Data shown section start
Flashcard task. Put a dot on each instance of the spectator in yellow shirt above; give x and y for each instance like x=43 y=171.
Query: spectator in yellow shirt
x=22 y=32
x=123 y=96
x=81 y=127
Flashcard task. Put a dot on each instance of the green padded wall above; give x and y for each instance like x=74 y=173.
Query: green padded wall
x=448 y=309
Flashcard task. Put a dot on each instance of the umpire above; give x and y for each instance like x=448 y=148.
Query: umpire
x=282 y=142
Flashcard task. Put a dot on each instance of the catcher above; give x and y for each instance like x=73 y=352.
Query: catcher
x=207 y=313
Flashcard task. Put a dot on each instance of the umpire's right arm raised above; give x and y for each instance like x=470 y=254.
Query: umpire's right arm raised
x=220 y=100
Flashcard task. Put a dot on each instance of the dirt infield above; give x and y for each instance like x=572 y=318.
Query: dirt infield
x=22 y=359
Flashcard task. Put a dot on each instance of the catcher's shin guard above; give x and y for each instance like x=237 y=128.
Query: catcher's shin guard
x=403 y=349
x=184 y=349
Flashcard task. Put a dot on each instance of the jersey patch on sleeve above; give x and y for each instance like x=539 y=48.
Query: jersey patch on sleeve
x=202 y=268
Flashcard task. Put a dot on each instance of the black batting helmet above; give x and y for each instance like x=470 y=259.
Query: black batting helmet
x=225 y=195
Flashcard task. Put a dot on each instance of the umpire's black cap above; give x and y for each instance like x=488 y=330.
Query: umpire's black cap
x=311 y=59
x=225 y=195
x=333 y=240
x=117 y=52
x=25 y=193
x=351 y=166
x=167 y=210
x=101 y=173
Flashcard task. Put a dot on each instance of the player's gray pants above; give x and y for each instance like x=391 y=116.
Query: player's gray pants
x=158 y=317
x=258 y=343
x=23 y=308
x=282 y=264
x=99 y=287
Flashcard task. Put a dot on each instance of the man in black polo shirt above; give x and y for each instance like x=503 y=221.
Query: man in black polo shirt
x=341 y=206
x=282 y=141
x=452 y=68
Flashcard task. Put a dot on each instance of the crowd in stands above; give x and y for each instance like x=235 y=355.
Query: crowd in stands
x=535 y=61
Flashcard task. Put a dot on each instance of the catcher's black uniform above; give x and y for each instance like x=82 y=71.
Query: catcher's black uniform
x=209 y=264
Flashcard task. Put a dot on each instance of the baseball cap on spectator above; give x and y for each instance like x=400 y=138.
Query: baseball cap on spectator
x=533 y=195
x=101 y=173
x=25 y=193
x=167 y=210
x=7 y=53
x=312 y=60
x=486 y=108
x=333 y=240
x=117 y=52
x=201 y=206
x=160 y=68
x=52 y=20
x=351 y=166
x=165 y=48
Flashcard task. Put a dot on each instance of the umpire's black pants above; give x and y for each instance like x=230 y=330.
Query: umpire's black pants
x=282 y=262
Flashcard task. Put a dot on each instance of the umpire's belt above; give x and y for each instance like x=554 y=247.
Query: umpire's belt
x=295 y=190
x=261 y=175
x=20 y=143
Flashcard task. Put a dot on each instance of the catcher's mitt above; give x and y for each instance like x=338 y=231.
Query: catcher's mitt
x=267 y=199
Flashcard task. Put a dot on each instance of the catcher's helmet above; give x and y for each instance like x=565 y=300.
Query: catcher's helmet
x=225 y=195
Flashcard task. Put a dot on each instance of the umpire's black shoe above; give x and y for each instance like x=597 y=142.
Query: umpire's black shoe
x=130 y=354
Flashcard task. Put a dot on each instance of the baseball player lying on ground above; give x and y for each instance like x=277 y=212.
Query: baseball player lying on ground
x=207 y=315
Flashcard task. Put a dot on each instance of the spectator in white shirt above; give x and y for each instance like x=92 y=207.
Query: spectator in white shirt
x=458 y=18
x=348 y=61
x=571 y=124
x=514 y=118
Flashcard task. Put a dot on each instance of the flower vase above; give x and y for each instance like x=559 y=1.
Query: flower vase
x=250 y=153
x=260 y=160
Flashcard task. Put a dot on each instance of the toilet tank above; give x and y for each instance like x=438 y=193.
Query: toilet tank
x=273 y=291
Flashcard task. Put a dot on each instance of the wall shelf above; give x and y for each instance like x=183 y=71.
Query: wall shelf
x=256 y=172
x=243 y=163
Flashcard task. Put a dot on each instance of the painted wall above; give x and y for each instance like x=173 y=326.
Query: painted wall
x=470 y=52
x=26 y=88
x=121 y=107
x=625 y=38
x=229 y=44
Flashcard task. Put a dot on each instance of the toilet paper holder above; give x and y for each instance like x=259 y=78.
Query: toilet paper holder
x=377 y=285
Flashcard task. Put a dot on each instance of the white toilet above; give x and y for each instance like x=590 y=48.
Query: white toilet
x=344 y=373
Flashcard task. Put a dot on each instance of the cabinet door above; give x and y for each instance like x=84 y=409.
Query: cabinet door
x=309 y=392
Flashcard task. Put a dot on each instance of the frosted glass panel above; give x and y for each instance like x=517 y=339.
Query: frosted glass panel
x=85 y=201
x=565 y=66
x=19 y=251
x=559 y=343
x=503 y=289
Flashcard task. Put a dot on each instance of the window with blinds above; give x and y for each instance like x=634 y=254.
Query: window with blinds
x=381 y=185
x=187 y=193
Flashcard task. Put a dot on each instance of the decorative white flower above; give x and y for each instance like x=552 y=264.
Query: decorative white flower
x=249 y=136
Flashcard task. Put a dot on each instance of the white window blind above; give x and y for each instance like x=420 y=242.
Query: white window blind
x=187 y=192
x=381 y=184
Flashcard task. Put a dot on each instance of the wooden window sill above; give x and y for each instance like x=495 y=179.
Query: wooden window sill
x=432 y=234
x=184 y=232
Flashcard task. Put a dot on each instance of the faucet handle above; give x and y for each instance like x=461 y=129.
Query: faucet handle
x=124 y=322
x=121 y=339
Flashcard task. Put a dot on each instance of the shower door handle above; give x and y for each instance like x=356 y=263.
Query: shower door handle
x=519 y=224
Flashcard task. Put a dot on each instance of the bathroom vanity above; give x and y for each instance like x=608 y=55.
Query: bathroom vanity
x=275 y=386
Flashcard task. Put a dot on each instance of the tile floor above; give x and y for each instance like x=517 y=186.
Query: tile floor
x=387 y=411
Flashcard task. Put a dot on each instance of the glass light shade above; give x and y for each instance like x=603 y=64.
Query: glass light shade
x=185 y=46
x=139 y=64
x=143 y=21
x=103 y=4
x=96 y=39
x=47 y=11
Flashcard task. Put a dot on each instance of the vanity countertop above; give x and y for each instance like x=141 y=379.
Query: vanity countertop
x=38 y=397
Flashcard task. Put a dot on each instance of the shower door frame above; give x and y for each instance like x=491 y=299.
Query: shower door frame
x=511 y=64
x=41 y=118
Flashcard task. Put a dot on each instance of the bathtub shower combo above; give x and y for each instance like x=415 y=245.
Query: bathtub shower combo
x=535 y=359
Data shown section end
Exercise requirements: Retype the portion of the data above that starts on the line with "like x=73 y=352." and finishes on the line with "Flashcard task. Put a dot on each instance of the jersey", including both of those lines.

Answer space:
Flashcard task. Put a dot on each instance of the catcher above; give x and y for each instance like x=73 y=352.
Query: catcher
x=207 y=313
Flashcard task. Put a dot on each instance of the umpire's right arm raised above; give x and y for each instance like x=470 y=254.
Query: umpire's right arm raised
x=220 y=100
Flashcard task. Put a dot on each instance of the dirt infield above; give x and y for each instance like x=572 y=318.
Query: dirt infield
x=22 y=359
Flashcard task. Put a dot on each instance of the catcher's shin guard above; give x and y for each instance like x=237 y=128.
Query: catcher's shin guard
x=403 y=349
x=184 y=349
Flashcard task. Put a dot on each instance of the jersey patch on sleeve above; give x and y for each instance like x=539 y=48.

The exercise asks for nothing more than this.